• **Text for analysis**

________________

Yahoo Finance crypto reporter David Hollerith outlines Binance's commitment of another $1 billion to aid crypto industry recovery.
AKIKO FUJITA: Turning now to crypto. Crypto exchange Binance announcing it is launching a billion dollars industry recovery fund to restore investor confidence, following the FTX collapse. This, as FTX founder Sam Bankman-Fried is set to speak at the "New York Times" DealBook summit on Wednesday.
Let's bring in Yahoo! Finance's Crypto Reporter David Hollerith. David, I'm kind of getting flashbacks to the summer when Sam Bankman-Fried was trying to rescue a lot of other crypto assets. But what do we know about this recovery fund? It sounds like CZ's willing to go beyond a billion now.
DAVID HOLLERITH: Right, Akiko, yeah, you can't help but think of the summer where FTX tried a similar thing. And obviously, all those moves for bailouts were being interpreted quite differently, given that FTX has collapsed and is in bankruptcy now.
But Binance's effort is a little bit different. And I think the key things we would point out is, one, that up to this point, the firm has deployed about $1 billion to the fund. And the fund is essentially a crypto wallet that they're setting aside. So in some ways, that is more proof that the fund is not connected to any of Binance's other assets and businesses, which is good to know, given the unfolding developments with FTX.
But Binance is also hoping to have a number of other industry investors come in. And those have include firms like Polygon Ventures, GSR the trading firm, and others. And really, this is sort of a last ditch effort. It's seen to be to help distressed firms.
But this is looking more like a distressed investing opportunity. With a little bit more transparency in terms of the criteria that Binance is looking at, one of those points is that they're looking for companies with a clear business model and very good risk mitigation protocols. Added to that, they've already sort of shown that they're not taking in all distressed firms.

________________

• **Entries shown**

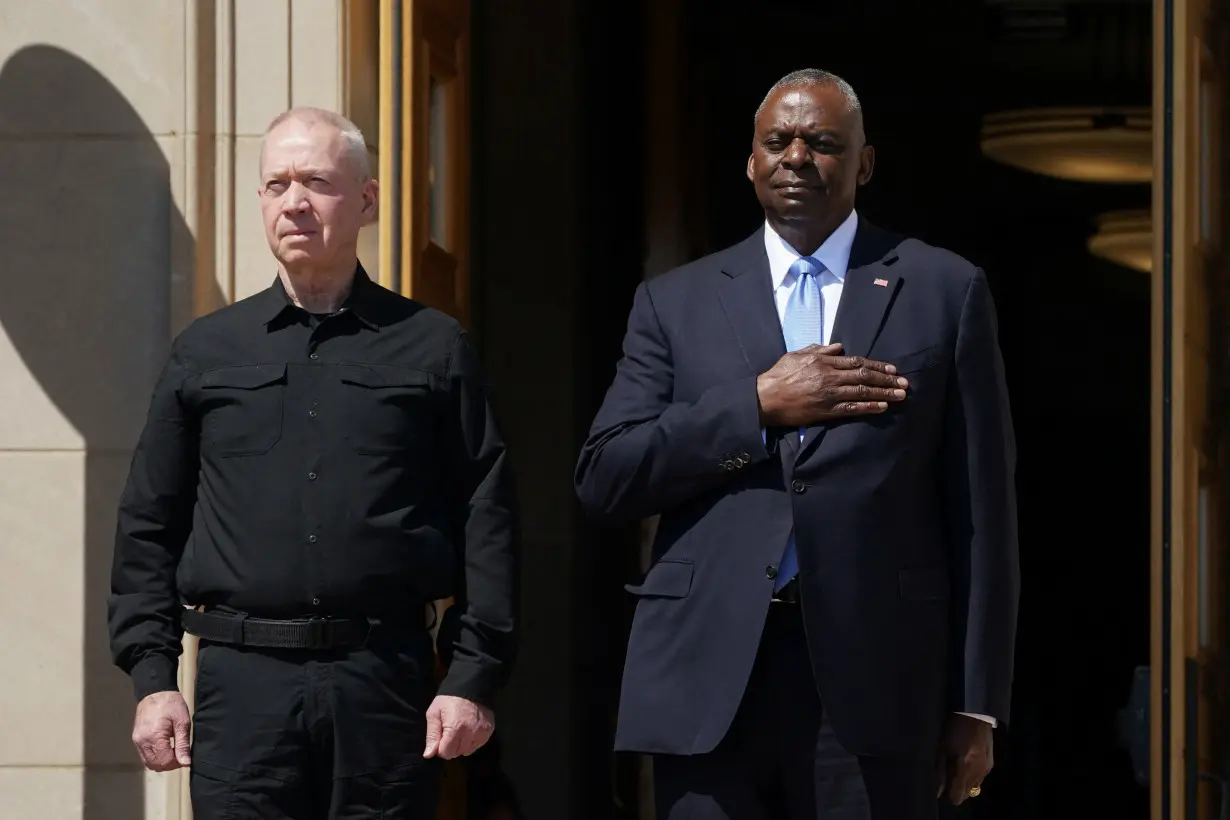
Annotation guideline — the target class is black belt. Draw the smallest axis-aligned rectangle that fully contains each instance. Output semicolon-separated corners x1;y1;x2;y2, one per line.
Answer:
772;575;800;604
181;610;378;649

________________

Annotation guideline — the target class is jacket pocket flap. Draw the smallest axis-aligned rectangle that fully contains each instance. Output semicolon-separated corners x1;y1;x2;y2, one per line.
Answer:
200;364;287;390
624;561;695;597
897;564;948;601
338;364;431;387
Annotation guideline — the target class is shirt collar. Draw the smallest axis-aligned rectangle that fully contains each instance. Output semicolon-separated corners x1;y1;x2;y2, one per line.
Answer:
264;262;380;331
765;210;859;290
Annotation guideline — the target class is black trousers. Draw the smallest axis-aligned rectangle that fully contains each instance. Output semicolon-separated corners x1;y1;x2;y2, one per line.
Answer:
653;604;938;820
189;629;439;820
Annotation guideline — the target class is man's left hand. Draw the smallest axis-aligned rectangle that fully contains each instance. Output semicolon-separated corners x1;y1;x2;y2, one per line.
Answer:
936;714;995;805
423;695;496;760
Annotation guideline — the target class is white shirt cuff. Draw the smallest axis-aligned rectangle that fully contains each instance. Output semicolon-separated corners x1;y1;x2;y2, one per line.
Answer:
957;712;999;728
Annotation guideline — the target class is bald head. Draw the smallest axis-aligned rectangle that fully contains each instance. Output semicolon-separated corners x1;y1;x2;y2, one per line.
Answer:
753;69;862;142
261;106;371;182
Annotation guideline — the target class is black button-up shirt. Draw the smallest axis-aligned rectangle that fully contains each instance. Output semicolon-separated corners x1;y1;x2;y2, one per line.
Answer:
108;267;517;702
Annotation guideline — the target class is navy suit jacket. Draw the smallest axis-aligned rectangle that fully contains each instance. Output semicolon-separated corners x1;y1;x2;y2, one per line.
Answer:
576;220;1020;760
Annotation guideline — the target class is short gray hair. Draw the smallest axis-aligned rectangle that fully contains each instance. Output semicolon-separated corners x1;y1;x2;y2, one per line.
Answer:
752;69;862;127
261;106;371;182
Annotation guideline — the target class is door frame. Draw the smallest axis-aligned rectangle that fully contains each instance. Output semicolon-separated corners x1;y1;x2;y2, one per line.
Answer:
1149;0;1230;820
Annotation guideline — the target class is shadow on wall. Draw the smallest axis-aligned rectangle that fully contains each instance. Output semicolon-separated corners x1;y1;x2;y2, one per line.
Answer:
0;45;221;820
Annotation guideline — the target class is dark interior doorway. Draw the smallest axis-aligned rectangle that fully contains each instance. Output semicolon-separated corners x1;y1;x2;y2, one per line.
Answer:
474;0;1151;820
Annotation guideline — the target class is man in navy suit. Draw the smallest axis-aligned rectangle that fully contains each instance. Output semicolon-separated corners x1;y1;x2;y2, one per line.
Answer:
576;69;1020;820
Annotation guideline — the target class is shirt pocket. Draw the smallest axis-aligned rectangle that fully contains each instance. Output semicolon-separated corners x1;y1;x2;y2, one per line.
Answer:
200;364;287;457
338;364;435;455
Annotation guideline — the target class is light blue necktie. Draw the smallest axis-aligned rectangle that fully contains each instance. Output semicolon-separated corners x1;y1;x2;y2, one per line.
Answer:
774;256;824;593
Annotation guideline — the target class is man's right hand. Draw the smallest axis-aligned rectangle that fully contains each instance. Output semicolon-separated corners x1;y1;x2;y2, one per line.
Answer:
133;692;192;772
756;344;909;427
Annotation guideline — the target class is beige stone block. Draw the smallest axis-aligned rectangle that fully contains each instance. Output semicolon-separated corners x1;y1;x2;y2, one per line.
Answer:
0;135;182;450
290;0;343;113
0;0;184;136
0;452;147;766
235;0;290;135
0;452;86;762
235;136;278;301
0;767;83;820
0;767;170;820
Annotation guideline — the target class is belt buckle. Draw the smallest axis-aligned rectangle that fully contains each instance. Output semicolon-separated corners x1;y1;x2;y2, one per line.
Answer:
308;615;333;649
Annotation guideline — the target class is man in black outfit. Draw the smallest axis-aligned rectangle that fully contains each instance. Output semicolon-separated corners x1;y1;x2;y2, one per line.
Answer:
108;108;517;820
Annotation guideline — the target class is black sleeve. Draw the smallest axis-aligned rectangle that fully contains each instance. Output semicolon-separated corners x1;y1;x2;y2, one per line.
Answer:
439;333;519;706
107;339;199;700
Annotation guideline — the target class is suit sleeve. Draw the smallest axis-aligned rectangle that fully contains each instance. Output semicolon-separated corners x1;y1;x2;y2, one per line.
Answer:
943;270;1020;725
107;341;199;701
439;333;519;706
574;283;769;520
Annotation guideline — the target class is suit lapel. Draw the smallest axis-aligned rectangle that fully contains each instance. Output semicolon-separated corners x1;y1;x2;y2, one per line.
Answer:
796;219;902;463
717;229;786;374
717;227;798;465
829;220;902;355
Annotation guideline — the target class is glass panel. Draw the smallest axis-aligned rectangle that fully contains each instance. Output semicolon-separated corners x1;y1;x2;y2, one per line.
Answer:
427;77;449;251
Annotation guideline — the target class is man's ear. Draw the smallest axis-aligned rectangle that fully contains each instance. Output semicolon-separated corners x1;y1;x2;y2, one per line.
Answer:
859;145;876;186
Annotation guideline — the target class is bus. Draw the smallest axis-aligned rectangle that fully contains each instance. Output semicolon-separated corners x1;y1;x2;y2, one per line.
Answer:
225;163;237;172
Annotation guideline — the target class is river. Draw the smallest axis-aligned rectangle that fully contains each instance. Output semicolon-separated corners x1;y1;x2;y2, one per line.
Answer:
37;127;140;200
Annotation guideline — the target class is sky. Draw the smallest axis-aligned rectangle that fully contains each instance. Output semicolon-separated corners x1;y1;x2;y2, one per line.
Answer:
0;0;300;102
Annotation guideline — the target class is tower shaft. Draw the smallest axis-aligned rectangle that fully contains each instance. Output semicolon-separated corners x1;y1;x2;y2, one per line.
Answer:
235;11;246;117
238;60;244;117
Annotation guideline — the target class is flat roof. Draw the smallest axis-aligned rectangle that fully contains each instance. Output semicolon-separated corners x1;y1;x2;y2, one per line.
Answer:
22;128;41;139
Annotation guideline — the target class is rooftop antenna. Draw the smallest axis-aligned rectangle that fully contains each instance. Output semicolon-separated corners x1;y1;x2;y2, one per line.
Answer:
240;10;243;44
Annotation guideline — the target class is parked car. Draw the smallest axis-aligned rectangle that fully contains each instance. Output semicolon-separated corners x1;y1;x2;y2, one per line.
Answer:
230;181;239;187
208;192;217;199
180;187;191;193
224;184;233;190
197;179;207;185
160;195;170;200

________________

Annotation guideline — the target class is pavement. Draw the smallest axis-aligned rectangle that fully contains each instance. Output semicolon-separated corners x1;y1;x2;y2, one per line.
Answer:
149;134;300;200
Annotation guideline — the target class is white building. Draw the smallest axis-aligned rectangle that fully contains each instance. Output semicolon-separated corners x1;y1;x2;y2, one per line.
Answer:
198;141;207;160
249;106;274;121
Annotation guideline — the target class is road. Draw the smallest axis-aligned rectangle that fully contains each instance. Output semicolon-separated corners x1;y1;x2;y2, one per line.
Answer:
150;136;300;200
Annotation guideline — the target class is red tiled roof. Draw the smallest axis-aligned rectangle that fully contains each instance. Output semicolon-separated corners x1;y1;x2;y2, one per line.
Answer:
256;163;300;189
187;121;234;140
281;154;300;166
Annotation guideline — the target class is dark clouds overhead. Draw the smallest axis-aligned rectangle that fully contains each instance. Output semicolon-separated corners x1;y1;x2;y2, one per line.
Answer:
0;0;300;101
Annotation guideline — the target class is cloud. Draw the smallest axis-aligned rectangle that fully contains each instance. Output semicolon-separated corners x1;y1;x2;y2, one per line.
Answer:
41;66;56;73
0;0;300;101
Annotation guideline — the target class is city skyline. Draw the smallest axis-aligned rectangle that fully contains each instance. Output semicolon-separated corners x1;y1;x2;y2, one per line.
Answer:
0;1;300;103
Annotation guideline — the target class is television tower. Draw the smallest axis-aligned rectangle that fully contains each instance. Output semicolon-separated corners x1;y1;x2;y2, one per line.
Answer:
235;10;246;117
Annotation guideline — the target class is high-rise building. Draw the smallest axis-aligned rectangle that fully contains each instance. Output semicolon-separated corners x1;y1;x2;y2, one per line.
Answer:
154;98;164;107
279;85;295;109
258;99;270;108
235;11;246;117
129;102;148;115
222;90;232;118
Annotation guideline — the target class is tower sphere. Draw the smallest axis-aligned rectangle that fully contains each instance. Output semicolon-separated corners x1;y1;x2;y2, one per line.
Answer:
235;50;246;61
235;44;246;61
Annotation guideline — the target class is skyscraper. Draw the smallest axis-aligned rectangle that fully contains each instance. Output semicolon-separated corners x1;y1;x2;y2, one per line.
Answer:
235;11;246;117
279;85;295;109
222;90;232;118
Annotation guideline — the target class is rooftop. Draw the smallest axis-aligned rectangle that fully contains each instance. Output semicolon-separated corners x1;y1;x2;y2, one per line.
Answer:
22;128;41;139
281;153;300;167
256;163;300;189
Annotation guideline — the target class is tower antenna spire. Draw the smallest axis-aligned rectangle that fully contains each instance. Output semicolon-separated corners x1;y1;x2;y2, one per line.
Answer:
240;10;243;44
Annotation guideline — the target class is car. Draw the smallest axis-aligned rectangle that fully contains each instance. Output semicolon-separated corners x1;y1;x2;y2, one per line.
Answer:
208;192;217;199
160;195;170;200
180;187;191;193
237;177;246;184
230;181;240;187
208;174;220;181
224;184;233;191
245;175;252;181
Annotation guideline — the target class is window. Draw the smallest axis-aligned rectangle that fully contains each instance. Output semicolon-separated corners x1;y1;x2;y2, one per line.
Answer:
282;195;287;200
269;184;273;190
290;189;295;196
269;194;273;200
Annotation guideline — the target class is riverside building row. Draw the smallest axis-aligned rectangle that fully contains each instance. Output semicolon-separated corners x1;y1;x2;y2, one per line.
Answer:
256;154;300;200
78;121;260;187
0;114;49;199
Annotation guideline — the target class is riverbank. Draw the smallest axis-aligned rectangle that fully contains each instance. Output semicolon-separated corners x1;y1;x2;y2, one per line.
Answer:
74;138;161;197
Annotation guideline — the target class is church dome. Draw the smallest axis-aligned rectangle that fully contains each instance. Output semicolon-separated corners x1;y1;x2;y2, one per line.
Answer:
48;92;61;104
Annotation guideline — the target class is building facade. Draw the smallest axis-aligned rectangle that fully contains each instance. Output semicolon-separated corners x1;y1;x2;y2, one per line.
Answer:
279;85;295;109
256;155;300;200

________________

• **Work request 1**
Decide whether each of the following statements agrees with the transcript on Binance's recovery fund. For each one, answer yes or no and quote the deciding words of the transcript exactly: (a) Binance has so far deployed about $1 billion to the fund; (b) the fund is essentially a crypto wallet that Binance is setting aside; (c) Binance is taking in all distressed firms.
• **Work request 2**
Return everything from "But Binance is" down to "all distressed firms." in the transcript on Binance's recovery fund, copied word for word.

• **Exercise response 1**
(a) Yes: "up to this point, the firm has deployed about $1 billion to the fund."
(b) Yes: "the fund is essentially a crypto wallet that they're setting aside."
(c) No: "they've already sort of shown that they're not taking in all distressed firms."

• **Exercise response 2**
But Binance is also hoping to have a number of other industry investors come in. And those have include firms like Polygon Ventures, GSR the trading firm, and others. And really, this is sort of a last ditch effort. It's seen to be to help distressed firms.
But this is looking more like a distressed investing opportunity. With a little bit more transparency in terms of the criteria that Binance is looking at, one of those points is that they're looking for companies with a clear business model and very good risk mitigation protocols. Added to that, they've already sort of shown that they're not taking in all distressed firms.